● **THE INPUT**:
============================================================
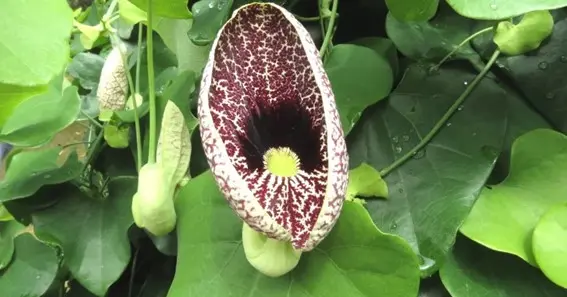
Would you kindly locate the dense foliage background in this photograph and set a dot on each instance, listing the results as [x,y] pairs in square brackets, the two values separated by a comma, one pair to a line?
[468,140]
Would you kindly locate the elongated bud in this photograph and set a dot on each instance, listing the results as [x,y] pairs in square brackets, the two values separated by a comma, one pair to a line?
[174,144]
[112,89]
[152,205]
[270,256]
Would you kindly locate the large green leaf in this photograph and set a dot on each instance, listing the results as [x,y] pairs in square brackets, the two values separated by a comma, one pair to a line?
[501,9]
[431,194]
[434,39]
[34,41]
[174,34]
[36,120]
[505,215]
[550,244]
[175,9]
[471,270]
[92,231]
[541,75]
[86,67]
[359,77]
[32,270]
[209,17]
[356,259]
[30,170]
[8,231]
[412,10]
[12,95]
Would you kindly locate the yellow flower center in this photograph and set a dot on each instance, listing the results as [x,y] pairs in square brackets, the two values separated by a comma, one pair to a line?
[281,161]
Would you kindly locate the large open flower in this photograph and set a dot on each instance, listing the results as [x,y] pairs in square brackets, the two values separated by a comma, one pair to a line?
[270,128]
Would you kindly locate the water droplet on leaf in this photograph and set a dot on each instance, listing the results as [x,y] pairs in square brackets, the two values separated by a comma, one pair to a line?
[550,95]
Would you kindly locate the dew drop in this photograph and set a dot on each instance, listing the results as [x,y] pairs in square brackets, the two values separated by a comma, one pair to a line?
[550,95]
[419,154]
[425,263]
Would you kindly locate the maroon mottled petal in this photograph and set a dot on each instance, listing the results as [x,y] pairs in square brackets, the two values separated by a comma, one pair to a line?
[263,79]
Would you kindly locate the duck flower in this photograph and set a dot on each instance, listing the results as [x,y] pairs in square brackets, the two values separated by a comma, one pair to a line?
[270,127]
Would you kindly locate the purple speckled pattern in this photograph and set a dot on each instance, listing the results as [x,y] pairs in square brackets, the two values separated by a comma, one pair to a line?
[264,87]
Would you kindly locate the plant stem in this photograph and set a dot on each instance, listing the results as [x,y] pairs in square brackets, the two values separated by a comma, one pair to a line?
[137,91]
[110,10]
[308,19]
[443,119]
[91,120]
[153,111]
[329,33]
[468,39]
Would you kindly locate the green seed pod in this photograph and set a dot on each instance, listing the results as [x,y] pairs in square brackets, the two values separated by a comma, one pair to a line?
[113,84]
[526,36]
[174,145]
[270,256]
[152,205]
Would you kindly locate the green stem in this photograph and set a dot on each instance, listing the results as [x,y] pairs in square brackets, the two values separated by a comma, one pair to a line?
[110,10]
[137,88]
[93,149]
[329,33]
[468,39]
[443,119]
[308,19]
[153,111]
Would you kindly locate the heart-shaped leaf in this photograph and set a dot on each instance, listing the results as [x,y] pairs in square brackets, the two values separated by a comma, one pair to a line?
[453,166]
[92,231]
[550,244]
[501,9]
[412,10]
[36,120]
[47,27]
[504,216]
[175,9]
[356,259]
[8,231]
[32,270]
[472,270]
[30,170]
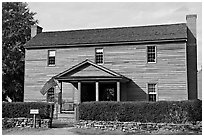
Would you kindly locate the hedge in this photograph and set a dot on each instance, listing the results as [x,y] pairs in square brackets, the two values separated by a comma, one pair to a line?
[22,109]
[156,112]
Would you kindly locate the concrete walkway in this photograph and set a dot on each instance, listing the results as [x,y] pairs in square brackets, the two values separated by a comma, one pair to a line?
============================================================
Any pictures should be dropped; transcribe the rest of the records above exactly.

Would you kindly locate the dense foliage background in this photograph and set a dot on each instance, listing the results as [x,y] pairs in square brackets, the two values separated by a comma, one pair to a line?
[468,140]
Would you kindly locate the elongated bud in this photograph and set a dot on each instance, listing the results as [x,y] pairs in square brackets, the two values separated by a comma, one pair to a line?
[174,144]
[112,89]
[152,205]
[270,256]
Would you kindly locate the large green leaf in this photograph and set a dot on each instance, listing the results as [x,y] pairs in square brackets, the two values separated by a comma, one pair to a line?
[501,9]
[431,194]
[434,39]
[34,41]
[174,34]
[36,120]
[505,215]
[550,244]
[175,9]
[471,270]
[92,231]
[541,75]
[86,67]
[359,77]
[32,270]
[209,17]
[356,259]
[30,170]
[8,231]
[412,10]
[12,95]
Would you kindly locate the yellow flower center in this photograph and set a dot on each instance, listing the results as [x,y] pairs in square brackets, the two values separated by a comma, one pair to a line?
[281,161]
Would you kindly locate the large open flower in this photograph and set a dot on each instance, listing the results as [x,y] pairs in square brackets, the two values separated by a comma, one pair to a line?
[270,128]
Would you kindly locate the water droplet on leaf in this photograph and set a dot on each instance, listing the results as [x,y] pairs in square brackets, the two values separated by a comma, one pair to a line?
[550,95]
Would you kindly locate the dew drop in this photograph and set a dot on each instance, listing the results as [x,y] pairs in square brackets, the two values separated by a comma, one pair to a line?
[550,95]
[419,154]
[425,263]
Would you kindly locate the maroon mottled petal in this photograph and set a dot on each instance, listing the results as [x,y] pairs in square brackets, the two values separated by a comma, one pair to a line?
[263,79]
Would you kindly locate the duck flower in this photograph and set a dot on each instance, listing the results as [x,y] pairs in square brackets, the two values separated by a comma, one pair to a line?
[270,127]
Would you kindly locate the purple speckled pattern in this photograph and set a dot on each instance, listing the results as [x,y] pairs in square brackets, the two values separated by a comma, one pair to a line?
[264,87]
Would you kindly locate the plant stem in this photograph and set a dot on each instance, listing the results as [x,y] pairs in square brackets, the two values separated by a comma, one pair to a line?
[137,91]
[110,10]
[308,19]
[443,119]
[91,120]
[153,111]
[329,33]
[468,39]
Would you kindly locate the green seed pod in this photograph and set a dot on each instance, listing the results as [x,y] pairs in square brackets, the two values separated by a comma, one pair to a line?
[113,84]
[526,36]
[174,145]
[270,256]
[152,205]
Would you kindly locate the green stem in this photograph and set a dot on each instance, listing the results as [x,y] pairs in square brackets, the two values separated by a comma, one pair to a line?
[110,10]
[137,88]
[93,149]
[329,33]
[468,39]
[443,119]
[308,19]
[153,111]
Would you kindly locate the heart-shaped leaf in this photograph and set a dot on each instance, listing the results as [x,y] pairs in square brackets, the two values separated by a comma, one pair to a line?
[453,166]
[92,231]
[550,244]
[501,9]
[412,10]
[36,120]
[47,27]
[504,216]
[175,9]
[356,259]
[8,231]
[32,270]
[472,270]
[30,170]
Would you kindly locate the hedge in this photograph and set a dot on each instance, listing the results as [x,y] pairs in square brackets, the two values separated by a comma, one pair to a line?
[22,109]
[156,112]
Would you kindly locate the concrete walkway in this photograph and set a dot on each instance, listing the results as [x,y] pairs in square brackets, the two values separated by a comma, one pair to a line?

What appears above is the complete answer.